The task: Could you please retype all of the records exactly, skipping any pictures?

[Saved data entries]
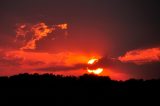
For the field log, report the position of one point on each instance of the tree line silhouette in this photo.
(88, 88)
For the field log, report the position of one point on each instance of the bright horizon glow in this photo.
(94, 71)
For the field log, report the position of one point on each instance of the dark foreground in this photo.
(50, 90)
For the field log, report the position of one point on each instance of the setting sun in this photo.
(94, 71)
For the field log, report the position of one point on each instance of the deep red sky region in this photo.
(62, 36)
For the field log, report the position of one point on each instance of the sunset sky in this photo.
(61, 36)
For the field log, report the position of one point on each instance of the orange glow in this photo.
(62, 26)
(141, 56)
(91, 61)
(94, 71)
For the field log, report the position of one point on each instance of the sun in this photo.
(94, 71)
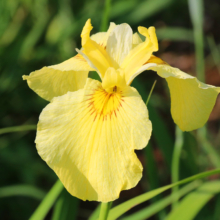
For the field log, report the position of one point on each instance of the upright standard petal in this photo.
(191, 100)
(57, 80)
(101, 38)
(140, 54)
(88, 138)
(94, 53)
(119, 43)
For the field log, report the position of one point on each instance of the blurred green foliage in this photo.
(37, 33)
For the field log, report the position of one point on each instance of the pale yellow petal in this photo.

Answer below:
For the field log, report the position of one point on each instance of the tree line silhouette in this photo.
(88, 88)
For the field log, report the position of one point on each instance of the bright horizon glow in this photo.
(94, 71)
For the field log, report the position of one point on each instance of the dark foreground in this photo.
(50, 90)
For the field log, report the position of one point on each instance of the setting sun in this photo.
(94, 71)
For the field log, report the position of one point on each instance of the deep red sky region in this photo.
(62, 36)
For the field log, report the position of one point on each instance of the sunset sky in this photo.
(61, 36)
For the field log, report the position of one point on each instance of the orange glow in this photo.
(62, 26)
(141, 56)
(91, 61)
(94, 71)
For the field log, report the position of one point on each instance of the sun in this photo.
(94, 71)
For the field log, report the position of one point on each instance of the upright standard petal in this photo.
(191, 100)
(57, 80)
(101, 38)
(140, 54)
(88, 138)
(94, 53)
(119, 43)
For the field log, report the position of one point on each instance of the blurred green foliage in this photo.
(37, 33)
For the field log, report the position of one point on each instance of the pale yellow petal in this photo.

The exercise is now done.